/---

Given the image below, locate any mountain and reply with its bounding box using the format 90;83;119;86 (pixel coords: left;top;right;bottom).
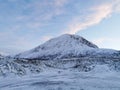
0;54;4;59
0;34;120;76
15;34;119;60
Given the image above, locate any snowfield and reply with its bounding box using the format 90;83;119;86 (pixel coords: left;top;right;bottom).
0;34;120;90
0;65;120;90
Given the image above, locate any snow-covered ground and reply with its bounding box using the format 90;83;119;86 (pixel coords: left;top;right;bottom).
0;65;120;90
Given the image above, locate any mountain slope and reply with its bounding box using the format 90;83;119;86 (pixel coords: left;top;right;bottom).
15;34;118;60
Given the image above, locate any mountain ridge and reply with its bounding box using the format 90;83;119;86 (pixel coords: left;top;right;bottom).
15;34;117;60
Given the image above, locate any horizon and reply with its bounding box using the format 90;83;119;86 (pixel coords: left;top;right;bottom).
0;0;120;54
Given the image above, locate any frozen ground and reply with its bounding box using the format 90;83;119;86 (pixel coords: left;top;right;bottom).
0;66;120;90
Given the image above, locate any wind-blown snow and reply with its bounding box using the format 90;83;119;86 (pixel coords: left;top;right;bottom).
15;34;116;59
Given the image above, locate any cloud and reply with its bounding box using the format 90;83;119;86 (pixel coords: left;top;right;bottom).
64;4;113;34
92;37;120;49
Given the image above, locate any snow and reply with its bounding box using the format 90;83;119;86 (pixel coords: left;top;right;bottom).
0;66;120;90
15;34;117;59
0;34;120;90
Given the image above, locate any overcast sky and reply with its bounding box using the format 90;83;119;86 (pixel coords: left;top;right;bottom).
0;0;120;54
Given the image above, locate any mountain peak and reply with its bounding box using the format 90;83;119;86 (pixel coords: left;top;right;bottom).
16;34;98;59
45;34;98;48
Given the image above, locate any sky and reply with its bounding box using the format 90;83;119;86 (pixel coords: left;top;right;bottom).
0;0;120;54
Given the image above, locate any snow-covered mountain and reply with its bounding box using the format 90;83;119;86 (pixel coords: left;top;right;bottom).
0;34;120;76
15;34;119;60
0;54;4;59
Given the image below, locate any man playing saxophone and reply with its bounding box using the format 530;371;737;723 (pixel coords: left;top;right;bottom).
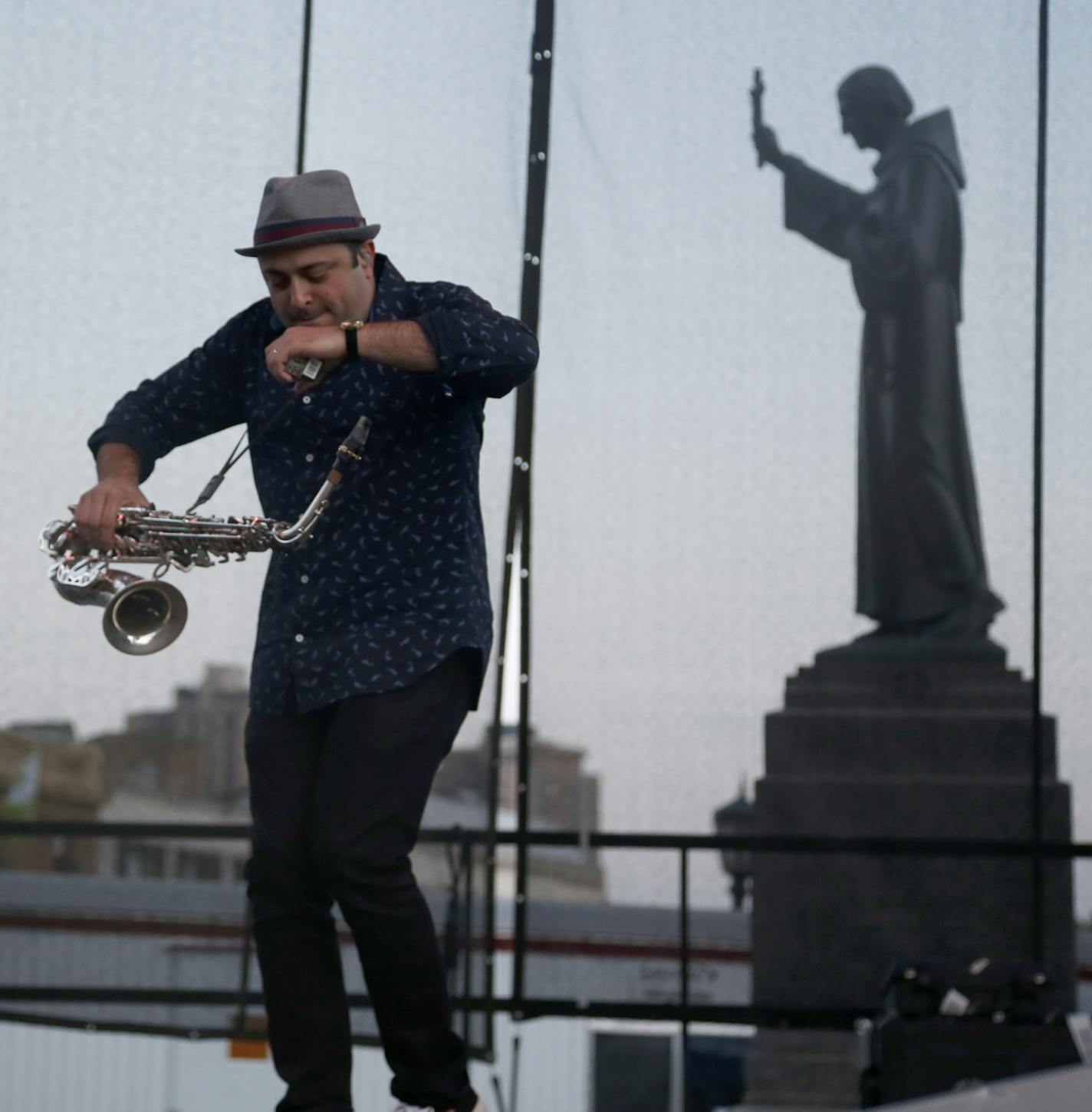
76;170;538;1112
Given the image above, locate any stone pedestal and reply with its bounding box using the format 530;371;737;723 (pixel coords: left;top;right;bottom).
748;643;1075;1107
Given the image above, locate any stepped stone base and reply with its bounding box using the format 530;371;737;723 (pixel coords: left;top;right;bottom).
747;645;1077;1110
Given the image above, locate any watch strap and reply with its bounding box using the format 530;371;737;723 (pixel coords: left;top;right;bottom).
341;321;365;359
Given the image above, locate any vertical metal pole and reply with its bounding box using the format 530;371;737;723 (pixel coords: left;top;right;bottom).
459;831;474;1045
511;0;554;1021
1031;0;1050;962
296;0;311;173
679;846;691;1112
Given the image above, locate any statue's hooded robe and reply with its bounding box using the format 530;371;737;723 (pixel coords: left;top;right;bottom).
785;110;1002;630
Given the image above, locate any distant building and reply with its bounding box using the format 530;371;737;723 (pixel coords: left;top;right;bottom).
94;664;248;804
0;665;606;903
8;719;76;745
0;725;104;873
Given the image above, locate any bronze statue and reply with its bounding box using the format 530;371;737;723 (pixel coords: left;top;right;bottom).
752;66;1004;640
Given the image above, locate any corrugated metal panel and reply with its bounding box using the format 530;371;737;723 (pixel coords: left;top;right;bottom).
0;1023;169;1112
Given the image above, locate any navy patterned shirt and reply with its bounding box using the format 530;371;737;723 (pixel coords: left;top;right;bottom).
88;255;538;714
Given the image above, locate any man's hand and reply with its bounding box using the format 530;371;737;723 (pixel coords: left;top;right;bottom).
76;473;151;549
751;127;785;171
266;324;345;390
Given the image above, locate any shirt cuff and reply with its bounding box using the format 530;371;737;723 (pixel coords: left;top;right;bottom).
87;425;156;482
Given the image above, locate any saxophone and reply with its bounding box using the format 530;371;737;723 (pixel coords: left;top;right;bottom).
38;417;371;656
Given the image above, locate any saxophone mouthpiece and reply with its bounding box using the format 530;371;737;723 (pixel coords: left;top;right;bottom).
344;417;371;456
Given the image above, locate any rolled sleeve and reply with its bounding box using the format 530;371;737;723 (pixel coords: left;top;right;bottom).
88;302;260;482
416;282;538;398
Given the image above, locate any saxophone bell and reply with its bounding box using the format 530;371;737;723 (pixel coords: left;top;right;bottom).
102;571;187;656
51;558;187;656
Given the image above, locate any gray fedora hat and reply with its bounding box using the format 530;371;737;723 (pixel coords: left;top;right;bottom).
235;170;379;258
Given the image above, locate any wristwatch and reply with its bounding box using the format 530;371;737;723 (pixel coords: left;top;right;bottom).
341;321;365;359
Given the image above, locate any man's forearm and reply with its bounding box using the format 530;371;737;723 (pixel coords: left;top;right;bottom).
94;444;140;486
357;321;439;370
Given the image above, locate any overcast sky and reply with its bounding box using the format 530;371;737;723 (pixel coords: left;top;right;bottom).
0;0;1092;912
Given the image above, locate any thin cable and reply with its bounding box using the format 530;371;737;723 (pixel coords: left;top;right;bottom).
1031;0;1050;963
186;393;299;514
296;0;311;173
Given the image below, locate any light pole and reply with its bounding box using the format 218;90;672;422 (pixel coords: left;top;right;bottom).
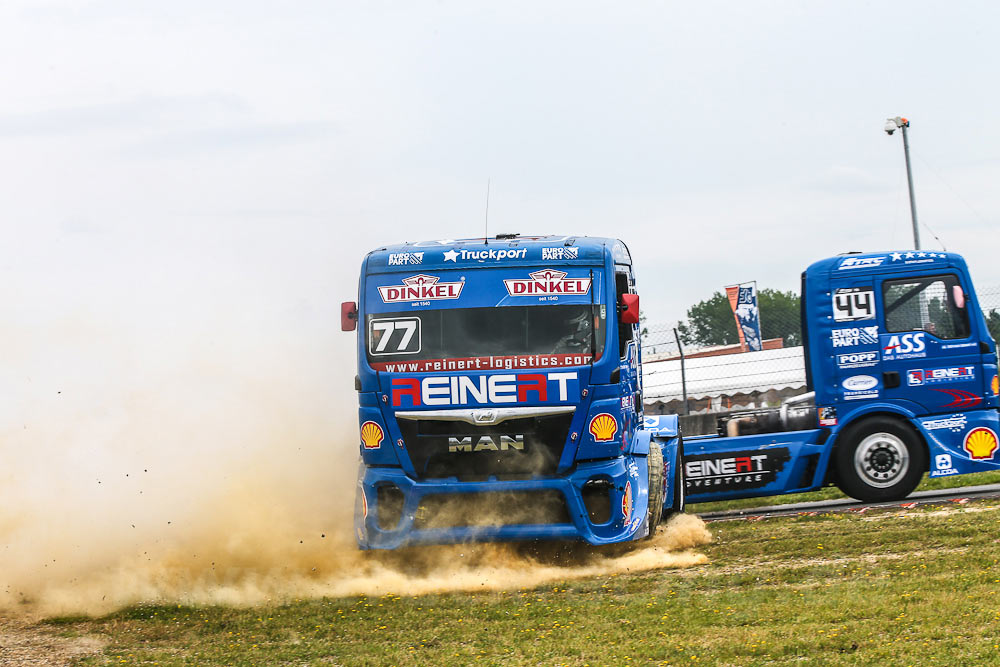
885;116;920;250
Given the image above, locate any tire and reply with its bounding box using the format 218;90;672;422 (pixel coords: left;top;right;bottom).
646;442;666;540
834;417;927;502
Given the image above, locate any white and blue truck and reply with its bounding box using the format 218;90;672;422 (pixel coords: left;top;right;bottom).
341;239;1000;549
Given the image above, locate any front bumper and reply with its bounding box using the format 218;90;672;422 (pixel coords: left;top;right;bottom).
354;456;649;549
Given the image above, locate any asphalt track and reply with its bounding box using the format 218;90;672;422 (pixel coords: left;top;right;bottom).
688;484;1000;522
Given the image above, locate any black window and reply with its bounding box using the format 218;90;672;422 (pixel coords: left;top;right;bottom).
882;274;969;339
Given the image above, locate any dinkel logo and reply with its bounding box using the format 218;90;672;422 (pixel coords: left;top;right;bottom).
378;274;465;303
503;269;590;296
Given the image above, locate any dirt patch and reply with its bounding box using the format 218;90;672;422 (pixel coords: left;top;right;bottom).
0;617;107;667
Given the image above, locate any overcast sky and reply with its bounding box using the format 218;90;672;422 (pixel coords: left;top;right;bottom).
0;0;1000;365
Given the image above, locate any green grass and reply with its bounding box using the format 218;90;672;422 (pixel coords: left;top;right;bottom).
48;501;1000;665
688;471;1000;514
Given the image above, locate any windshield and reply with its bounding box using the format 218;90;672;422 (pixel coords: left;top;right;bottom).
365;304;606;372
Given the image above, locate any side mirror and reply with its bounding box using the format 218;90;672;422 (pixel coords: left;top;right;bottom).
340;301;358;331
618;294;639;324
951;285;965;310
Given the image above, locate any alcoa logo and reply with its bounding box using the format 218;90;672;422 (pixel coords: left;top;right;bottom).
503;269;590;296
361;422;385;449
378;274;465;303
622;482;632;523
963;426;997;461
590;412;618;442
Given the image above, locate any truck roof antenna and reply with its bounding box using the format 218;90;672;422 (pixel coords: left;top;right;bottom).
483;178;490;245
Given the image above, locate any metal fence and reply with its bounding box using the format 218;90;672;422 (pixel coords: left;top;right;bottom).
642;286;1000;414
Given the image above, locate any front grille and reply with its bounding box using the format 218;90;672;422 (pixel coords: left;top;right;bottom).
413;489;570;530
399;413;573;481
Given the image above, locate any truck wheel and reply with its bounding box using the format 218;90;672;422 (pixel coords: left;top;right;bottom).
835;417;927;502
646;442;665;540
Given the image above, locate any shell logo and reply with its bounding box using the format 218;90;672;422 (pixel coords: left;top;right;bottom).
590;412;618;442
361;422;385;449
963;426;997;461
622;482;632;523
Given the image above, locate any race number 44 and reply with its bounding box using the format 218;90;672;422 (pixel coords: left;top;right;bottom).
833;287;875;322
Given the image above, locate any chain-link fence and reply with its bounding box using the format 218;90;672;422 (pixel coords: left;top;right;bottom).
642;286;1000;414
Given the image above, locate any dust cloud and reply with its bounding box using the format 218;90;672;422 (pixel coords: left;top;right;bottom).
0;294;710;615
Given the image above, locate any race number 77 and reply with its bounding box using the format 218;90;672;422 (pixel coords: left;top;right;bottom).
369;317;420;354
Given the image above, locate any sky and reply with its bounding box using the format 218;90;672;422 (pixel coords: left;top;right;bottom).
0;0;1000;335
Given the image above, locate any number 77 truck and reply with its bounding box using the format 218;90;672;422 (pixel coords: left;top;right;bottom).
341;235;684;549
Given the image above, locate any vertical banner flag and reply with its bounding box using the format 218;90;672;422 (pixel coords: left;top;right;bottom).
726;282;763;352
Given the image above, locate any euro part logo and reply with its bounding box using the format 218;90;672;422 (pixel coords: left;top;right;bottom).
881;331;927;361
622;482;632;523
503;269;590;296
830;326;878;347
378;274;465;303
962;426;997;461
388;252;424;266
837;255;886;271
590;412;618;442
542;247;580;262
361;421;385;449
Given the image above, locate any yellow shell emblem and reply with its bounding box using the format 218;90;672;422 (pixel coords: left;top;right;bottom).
965;426;997;460
361;422;385;449
590;412;618;442
622;482;632;523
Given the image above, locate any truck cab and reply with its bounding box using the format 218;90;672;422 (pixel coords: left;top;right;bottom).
685;251;1000;502
342;235;683;549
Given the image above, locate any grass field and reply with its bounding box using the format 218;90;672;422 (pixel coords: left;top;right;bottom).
31;501;1000;665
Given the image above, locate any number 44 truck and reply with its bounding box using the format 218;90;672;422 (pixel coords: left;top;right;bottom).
341;234;1000;549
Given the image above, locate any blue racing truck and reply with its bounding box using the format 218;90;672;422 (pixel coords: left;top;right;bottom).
341;235;1000;548
341;234;684;549
684;251;1000;503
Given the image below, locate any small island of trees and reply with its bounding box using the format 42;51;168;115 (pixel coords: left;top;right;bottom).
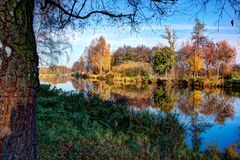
68;19;240;89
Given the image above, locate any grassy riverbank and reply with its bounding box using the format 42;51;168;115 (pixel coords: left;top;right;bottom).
37;85;237;160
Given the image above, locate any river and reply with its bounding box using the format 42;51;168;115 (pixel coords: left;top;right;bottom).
41;78;240;150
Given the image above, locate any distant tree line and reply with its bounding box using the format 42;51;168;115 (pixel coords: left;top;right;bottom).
72;19;237;79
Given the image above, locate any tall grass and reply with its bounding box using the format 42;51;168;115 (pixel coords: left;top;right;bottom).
37;85;228;160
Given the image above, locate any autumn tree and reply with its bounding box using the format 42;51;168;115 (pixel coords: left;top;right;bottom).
0;0;237;159
191;19;207;79
87;36;111;74
72;57;86;73
154;47;173;75
202;41;217;78
216;41;237;78
177;42;194;78
0;0;179;159
163;26;177;77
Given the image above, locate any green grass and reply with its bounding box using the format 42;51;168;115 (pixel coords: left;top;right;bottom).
37;85;235;160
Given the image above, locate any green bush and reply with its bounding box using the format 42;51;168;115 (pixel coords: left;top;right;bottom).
37;85;232;160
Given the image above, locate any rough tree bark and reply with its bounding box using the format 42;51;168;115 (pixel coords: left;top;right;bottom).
0;0;39;160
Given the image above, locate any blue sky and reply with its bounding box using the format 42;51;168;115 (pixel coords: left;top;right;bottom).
55;0;240;67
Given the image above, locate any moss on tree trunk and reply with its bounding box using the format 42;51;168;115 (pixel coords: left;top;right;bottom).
0;0;39;159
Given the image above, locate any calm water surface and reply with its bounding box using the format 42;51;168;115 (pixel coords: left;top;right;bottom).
41;79;240;149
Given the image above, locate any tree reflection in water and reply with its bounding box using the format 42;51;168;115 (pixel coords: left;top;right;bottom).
39;75;238;150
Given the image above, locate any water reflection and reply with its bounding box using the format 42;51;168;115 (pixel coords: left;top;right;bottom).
39;75;240;150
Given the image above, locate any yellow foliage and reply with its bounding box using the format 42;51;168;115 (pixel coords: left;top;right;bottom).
190;56;202;71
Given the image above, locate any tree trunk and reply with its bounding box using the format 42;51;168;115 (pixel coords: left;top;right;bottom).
0;0;39;160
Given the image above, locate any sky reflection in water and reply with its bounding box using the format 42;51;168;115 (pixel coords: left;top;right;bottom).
41;79;240;150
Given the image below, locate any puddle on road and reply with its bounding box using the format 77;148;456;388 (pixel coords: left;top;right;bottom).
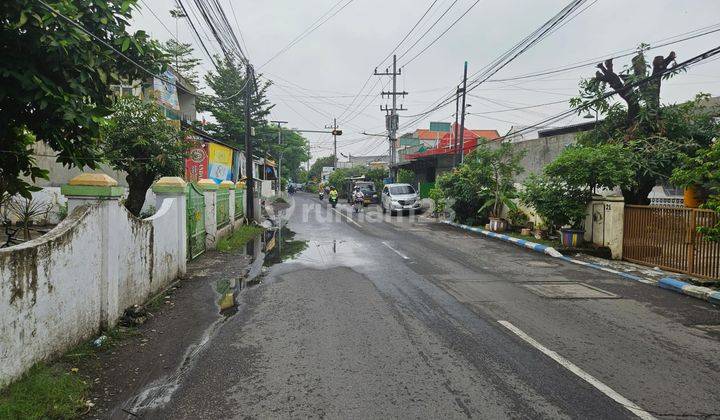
122;221;370;417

\---

» **PROMPT**
Copy every line, starting at the one containing "Given the image above, locate any mountain ridge" and ending at the one containing "15;34;116;59", and raise each bounding box coordinate by 60. Leave the rest of the text unchanged, including the numbers in the sample format.

» **SOLUTION**
Given the image above, locate any mountain ridge and reply with its bounding box using the format 90;83;119;86 (pixel coords: left;top;right;bottom).
75;94;177;120
Given the image above, locate any horizon and reply with its bounding box using the format 90;83;119;86 (pixel coords: left;top;right;bottom).
60;60;180;114
Given the image above, locate any frozen ground and reply with its bounding box using the format 90;83;119;86 (pixel coords: left;top;right;bottom).
60;126;180;150
Given the image above, locate any wind-blown snow and reply with its bounding box using the format 90;83;119;86 (pixel coords: left;top;right;bottom).
75;94;176;119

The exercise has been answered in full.